[Work to complete]
How many lines in the material below contain the string "rocky", with case counting? Reply with the number alone.

[Data rows]
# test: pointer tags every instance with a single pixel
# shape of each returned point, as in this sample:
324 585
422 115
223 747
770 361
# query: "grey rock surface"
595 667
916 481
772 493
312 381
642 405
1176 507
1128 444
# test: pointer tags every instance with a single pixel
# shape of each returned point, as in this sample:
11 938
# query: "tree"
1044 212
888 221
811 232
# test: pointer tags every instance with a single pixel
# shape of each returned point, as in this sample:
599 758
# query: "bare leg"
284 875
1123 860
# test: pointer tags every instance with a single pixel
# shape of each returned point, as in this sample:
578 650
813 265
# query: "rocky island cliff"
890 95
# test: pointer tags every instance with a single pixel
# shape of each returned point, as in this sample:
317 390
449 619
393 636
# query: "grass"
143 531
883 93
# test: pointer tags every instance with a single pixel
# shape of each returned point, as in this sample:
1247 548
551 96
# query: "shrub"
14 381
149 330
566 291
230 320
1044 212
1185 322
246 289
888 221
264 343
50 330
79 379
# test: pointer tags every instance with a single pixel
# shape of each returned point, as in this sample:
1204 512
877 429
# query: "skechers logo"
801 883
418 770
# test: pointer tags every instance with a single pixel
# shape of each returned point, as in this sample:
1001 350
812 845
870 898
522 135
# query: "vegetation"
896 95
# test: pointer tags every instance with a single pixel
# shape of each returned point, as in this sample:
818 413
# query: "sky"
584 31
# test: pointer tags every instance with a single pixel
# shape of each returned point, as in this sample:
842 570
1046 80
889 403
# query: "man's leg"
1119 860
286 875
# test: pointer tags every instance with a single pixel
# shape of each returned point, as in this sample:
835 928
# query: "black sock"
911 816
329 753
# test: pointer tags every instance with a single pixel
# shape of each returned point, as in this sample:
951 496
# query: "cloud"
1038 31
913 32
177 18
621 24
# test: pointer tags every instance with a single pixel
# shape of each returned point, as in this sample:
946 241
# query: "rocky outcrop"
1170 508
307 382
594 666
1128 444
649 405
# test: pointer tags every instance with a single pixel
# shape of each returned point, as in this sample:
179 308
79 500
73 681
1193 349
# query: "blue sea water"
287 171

[Reply]
2